TEXT PASSAGE:
These findings are consistent with prior studies on the role of the prefrontal-amygdala network in the consolidation of fear memories. During the arousal of fear memories, significant neuronal firing activity in the rat infralimbic (IL) region was negatively correlated with the intensity of fear responses. Additionally, the process of fear memory extinction further enhanced activity levels in the IL region. When a fear stimulus was presented, increased activity in the IL region played an inhibitory role, thereby reducing the expression of fear responses (Ashokan et al., 2018; Awad et al., 2015; Bloodgood et al., 2018). Research by Neumeister et al. (2017) found significant increases in anterior cingulate cortex (ACC)/mPFC activation in PTSD patients when exposed to traumatic cues, with hyperconnectivity between the BLA and ACC/mPFC, playing a crucial role in maintaining fear memories, particularly pathological memories. This hyperconnectivity might prevent normal suppression or delay in the diminishment of fear memories in PTSD patients, explaining the sustained high activation levels in the L-amPFC observed in our study, in contrast to the linear decrease observed in the control group after reaching a peak.

EXCERPTED RECORDS:
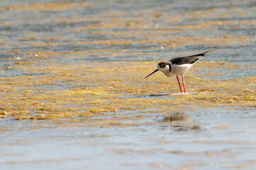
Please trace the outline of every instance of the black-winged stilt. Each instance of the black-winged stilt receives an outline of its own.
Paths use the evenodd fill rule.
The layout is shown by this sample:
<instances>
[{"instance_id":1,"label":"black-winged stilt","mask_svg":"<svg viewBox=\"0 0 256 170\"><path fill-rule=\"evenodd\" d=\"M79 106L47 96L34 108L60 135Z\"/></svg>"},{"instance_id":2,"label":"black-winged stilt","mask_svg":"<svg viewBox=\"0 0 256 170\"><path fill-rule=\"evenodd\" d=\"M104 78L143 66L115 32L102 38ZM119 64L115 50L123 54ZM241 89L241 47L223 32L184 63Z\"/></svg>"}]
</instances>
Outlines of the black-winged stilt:
<instances>
[{"instance_id":1,"label":"black-winged stilt","mask_svg":"<svg viewBox=\"0 0 256 170\"><path fill-rule=\"evenodd\" d=\"M165 76L169 77L176 76L180 92L182 93L182 89L181 88L178 77L179 75L181 75L182 78L184 93L186 93L186 89L185 88L184 74L193 67L197 61L203 58L204 56L210 51L211 50L206 51L198 55L173 58L168 62L160 62L157 64L157 69L149 75L146 76L145 79L158 71L161 71Z\"/></svg>"}]
</instances>

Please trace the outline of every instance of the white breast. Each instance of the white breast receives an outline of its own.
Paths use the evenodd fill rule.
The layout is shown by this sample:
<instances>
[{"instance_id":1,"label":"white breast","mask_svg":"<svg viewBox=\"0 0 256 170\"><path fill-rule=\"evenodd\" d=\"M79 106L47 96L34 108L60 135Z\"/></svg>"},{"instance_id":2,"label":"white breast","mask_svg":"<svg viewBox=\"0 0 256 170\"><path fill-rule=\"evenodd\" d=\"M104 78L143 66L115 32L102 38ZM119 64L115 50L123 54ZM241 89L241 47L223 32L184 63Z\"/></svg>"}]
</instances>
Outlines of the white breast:
<instances>
[{"instance_id":1,"label":"white breast","mask_svg":"<svg viewBox=\"0 0 256 170\"><path fill-rule=\"evenodd\" d=\"M184 74L192 67L193 67L193 64L185 64L181 65L172 65L172 71L171 73L175 75L182 75L184 76Z\"/></svg>"}]
</instances>

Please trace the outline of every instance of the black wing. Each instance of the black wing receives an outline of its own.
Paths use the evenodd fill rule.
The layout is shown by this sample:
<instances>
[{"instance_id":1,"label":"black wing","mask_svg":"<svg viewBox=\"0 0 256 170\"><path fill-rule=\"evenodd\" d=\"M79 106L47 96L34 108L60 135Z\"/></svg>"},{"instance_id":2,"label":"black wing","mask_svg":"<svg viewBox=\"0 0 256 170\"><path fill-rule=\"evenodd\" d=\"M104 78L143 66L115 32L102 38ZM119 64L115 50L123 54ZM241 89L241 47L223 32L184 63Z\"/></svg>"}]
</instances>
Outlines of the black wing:
<instances>
[{"instance_id":1,"label":"black wing","mask_svg":"<svg viewBox=\"0 0 256 170\"><path fill-rule=\"evenodd\" d=\"M169 62L172 62L173 64L176 64L176 65L181 65L185 64L193 64L195 62L197 62L198 60L204 57L206 53L210 51L211 50L206 51L198 55L173 58L170 60Z\"/></svg>"}]
</instances>

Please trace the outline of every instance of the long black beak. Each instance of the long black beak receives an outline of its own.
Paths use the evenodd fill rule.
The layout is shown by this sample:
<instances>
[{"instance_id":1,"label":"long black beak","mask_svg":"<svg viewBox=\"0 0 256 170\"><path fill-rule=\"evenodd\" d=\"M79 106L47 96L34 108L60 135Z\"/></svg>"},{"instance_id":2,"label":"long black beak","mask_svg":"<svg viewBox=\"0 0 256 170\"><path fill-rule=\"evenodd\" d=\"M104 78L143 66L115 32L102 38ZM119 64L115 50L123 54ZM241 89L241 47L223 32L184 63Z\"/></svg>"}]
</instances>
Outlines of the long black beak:
<instances>
[{"instance_id":1,"label":"long black beak","mask_svg":"<svg viewBox=\"0 0 256 170\"><path fill-rule=\"evenodd\" d=\"M158 71L158 69L156 69L155 71L153 71L151 74L150 74L149 76L146 76L145 79L148 76L149 76L150 75L154 74L155 72L156 72L157 71Z\"/></svg>"}]
</instances>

SET OF TASKS:
a. In the passage on fear memories, what effect did increased activity in the IL region have when a fear stimulus was presented?
b. Write what comes next in the passage on fear memories, starting after its final sentence.

ANSWERS FOR THE EXERCISE:
a. It played an inhibitory role, reducing the expression of fear responses.

b.
During the process of fear memory extinction, as cues associated with fear in the environment change, the expression of conditioned fear memories is suppressed, forming new extinction memories (Bouton et al., 2021; Herry et al., 2010). These extinction memories involve the same brain regions as fear memory acquisition, storage, and retrieval but engage different neuronal circuits. The brainstem and BLA play a primary role in the early formation of extinction memories, with the consolidation of these memories requiring involvement from the IL region and a reduction in activity in the PrL region (Bouton et al., 2006; Burgos-Robles et al., 2009; Klavir et al., 2017; Quirk & Mueller, 2008), while the hippocampal–cortical circuit mediates the rekindling of fear memories (Bernier et al., 2017; Campese & Delamater, 2014; Maren et al., 2013). Our study found that after describing traumatic experiences using negative emotional words, the L-amPFC region’s oxygen saturation in the TEC group began to significantly rise and then showed a downward trend, possibly reflecting a reduction in fear information encoding and subsequent fear memory extinction. This aligns with previous research on extinction memory mechanisms and further supports the dynamic interplay between extinction and fear memories.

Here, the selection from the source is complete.